--- Stored data Enclosed Below ---

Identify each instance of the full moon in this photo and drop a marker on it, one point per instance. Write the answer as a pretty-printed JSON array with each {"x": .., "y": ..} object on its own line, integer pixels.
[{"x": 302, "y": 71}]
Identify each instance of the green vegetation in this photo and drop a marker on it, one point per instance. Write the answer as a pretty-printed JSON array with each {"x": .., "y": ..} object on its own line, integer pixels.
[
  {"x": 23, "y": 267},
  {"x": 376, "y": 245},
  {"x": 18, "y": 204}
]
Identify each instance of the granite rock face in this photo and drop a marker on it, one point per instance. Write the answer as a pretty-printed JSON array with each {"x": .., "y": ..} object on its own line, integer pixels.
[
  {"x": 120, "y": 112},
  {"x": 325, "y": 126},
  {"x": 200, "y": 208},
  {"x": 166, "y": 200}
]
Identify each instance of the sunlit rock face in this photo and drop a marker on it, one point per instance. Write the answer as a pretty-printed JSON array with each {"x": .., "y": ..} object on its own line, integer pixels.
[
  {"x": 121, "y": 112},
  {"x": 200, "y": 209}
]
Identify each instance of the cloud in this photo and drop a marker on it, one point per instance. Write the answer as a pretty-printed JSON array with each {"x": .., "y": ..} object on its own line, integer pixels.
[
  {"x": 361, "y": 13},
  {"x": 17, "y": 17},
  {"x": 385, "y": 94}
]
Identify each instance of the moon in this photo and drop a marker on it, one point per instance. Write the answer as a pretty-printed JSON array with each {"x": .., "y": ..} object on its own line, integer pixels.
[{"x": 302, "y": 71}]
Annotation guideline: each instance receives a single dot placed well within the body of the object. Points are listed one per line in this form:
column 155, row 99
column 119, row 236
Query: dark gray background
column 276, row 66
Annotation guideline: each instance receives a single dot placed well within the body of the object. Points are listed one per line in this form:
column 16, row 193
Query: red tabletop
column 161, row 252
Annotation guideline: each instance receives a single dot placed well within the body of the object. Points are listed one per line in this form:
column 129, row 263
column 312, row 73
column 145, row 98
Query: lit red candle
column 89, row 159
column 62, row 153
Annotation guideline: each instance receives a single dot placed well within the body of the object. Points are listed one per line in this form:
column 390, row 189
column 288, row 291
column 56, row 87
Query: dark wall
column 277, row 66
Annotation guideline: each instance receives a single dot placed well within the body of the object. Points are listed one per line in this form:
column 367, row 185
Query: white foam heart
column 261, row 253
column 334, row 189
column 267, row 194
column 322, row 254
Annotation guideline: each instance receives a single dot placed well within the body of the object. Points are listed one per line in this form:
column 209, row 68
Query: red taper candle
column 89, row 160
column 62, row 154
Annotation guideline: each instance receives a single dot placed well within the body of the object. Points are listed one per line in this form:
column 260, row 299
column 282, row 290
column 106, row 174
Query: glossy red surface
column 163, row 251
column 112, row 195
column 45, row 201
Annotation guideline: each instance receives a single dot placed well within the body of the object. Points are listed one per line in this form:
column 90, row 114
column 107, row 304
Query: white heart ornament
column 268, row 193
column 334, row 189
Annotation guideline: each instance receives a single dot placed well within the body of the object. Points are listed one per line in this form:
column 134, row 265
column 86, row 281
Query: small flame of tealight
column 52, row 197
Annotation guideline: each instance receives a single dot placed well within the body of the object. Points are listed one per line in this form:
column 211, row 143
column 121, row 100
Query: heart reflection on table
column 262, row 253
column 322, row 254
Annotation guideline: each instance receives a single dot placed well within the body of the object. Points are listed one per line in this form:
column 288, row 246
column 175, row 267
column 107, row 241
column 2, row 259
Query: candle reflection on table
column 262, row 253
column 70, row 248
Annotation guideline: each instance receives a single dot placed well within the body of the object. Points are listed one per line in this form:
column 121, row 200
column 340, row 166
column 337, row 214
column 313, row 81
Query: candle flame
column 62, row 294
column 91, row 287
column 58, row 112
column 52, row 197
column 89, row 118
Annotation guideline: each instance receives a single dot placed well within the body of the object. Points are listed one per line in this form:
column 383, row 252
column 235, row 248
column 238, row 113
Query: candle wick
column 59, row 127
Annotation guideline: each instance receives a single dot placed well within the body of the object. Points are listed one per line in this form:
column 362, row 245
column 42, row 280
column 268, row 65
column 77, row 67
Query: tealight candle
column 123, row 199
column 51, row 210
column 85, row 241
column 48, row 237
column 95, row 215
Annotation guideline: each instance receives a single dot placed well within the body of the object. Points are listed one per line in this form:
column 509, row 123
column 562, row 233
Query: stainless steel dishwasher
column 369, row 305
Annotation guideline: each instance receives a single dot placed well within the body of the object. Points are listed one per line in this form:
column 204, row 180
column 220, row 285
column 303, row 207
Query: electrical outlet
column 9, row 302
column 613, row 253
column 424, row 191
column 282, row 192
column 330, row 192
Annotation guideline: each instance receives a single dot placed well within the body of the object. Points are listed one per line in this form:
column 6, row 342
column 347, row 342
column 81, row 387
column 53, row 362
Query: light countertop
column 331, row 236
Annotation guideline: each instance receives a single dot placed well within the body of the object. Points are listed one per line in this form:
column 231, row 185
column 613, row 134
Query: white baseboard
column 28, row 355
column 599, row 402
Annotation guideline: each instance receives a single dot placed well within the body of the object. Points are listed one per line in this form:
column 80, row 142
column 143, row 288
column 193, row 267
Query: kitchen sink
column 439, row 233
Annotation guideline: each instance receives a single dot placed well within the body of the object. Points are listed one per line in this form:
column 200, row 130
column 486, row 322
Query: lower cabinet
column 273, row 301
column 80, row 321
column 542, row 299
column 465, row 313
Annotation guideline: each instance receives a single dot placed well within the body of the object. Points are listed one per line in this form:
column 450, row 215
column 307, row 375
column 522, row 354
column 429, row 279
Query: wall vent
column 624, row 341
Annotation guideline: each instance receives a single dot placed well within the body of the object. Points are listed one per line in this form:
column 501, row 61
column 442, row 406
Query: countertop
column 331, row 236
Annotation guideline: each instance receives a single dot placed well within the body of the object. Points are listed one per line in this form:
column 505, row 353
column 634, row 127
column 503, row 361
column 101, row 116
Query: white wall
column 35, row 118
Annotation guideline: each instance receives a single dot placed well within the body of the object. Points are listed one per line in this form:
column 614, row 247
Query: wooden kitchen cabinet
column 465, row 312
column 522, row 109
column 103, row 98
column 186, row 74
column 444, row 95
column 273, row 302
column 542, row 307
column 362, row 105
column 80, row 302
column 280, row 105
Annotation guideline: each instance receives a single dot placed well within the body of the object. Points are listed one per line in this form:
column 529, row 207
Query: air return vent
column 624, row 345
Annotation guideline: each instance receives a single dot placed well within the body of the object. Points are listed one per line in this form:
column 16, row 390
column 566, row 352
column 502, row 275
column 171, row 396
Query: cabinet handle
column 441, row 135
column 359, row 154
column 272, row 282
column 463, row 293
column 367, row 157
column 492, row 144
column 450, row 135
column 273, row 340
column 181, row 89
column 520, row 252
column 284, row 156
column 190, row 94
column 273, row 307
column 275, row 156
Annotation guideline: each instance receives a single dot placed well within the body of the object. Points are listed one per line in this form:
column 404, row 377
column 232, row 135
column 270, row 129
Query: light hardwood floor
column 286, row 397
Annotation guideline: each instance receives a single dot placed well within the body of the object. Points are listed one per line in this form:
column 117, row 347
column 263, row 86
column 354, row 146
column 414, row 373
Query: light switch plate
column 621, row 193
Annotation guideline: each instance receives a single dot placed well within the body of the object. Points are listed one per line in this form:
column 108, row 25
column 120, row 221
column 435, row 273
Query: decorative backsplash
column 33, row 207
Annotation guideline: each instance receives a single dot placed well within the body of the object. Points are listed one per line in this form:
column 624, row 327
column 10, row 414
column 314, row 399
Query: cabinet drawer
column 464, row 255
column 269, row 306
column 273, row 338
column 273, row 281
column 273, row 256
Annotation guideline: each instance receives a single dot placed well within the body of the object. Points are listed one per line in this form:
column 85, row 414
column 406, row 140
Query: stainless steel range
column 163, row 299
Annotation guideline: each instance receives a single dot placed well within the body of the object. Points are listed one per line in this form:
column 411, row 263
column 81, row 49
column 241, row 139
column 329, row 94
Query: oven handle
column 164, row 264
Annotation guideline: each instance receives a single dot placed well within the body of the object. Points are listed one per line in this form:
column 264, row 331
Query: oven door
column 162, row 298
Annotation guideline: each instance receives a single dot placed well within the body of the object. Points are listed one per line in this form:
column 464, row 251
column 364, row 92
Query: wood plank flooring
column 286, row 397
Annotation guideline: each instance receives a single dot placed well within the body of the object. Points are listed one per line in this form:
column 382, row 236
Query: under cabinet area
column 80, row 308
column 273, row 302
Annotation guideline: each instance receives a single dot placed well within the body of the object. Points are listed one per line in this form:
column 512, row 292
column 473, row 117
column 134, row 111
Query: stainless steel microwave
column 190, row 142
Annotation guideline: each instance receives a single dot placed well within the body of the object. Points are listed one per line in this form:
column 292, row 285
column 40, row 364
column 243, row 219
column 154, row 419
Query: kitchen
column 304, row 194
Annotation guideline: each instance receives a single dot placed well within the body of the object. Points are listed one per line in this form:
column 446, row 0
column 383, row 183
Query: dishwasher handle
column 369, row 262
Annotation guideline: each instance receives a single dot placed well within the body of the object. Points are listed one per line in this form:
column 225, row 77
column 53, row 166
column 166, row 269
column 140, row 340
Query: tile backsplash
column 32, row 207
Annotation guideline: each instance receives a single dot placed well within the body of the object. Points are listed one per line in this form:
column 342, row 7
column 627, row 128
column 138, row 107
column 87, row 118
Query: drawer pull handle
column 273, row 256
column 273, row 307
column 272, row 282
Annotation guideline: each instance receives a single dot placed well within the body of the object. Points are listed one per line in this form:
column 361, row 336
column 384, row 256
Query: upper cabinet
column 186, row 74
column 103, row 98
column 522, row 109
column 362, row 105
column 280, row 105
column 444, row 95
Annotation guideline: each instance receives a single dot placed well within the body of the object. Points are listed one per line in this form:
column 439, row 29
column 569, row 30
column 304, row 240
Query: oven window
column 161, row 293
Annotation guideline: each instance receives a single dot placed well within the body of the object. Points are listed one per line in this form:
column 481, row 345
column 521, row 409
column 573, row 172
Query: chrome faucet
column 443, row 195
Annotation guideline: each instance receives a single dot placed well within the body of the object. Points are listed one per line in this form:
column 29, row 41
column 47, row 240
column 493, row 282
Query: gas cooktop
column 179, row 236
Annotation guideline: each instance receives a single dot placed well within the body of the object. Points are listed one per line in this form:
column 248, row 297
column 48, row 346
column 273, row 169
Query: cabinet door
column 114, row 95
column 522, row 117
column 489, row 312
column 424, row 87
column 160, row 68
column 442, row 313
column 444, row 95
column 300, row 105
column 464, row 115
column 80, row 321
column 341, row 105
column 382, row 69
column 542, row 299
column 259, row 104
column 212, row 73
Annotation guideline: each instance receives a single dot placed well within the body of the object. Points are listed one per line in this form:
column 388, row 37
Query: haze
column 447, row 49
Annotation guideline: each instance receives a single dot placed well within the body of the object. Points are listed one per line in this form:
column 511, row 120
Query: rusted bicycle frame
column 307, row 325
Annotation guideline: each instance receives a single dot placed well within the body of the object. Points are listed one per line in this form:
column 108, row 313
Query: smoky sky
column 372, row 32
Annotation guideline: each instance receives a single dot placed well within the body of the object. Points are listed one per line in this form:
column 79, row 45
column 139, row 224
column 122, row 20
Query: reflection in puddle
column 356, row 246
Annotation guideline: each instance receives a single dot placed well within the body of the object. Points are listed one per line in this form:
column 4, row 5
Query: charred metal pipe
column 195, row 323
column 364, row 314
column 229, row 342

--- End of Enclosed Stored data ---

:: Instructions to follow ::
In the listing above, find the line with "column 6, row 342" and the line with "column 613, row 134"; output exactly those lines and all lines between them.

:: Response box ::
column 6, row 342
column 347, row 342
column 81, row 387
column 53, row 362
Query: light countertop
column 331, row 236
Annotation guideline: each instance receives a single dot placed well within the body of the object. Points are listed one per line in this form:
column 231, row 185
column 613, row 134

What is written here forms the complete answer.